* Request:
Output everything from the line containing "If you could locate the hi-hat" down to the last line of the items as a JSON list of strings, one string per line, with blank lines omitted.

(Labels for object points)

[Start]

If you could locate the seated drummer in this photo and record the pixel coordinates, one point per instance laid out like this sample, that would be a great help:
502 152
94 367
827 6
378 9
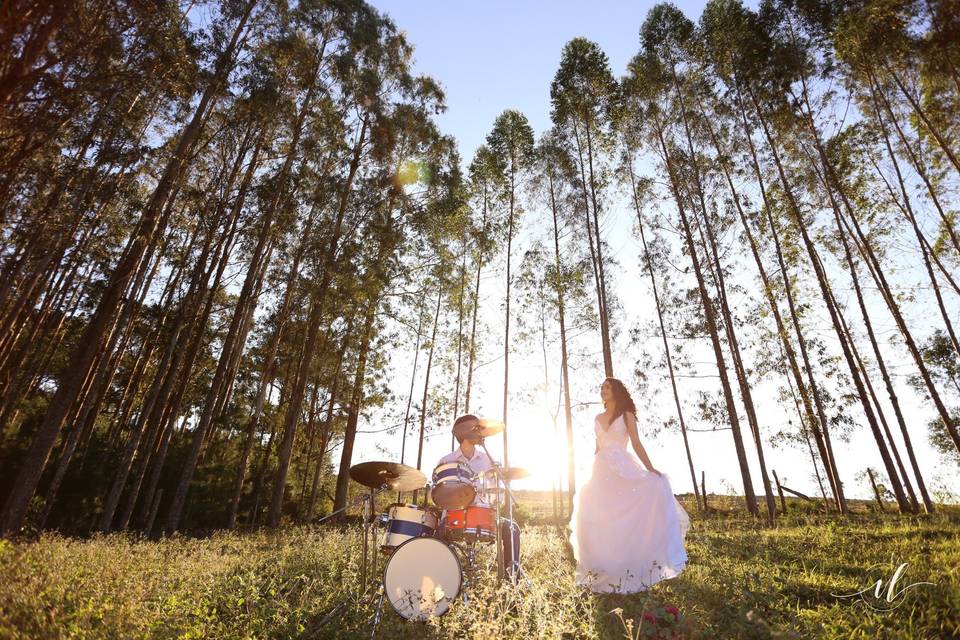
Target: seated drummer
465 430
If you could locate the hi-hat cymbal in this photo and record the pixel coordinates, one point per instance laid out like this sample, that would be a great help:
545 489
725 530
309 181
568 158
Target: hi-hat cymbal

[End]

* Full solution:
[
  "If you could locate the hi-hat cymbal in this photo and record the pixel coordinates, one point per instance laid out like this sample, that would be a great help:",
  "545 489",
  "725 530",
  "309 181",
  "568 158",
  "Target: hi-hat cymbal"
]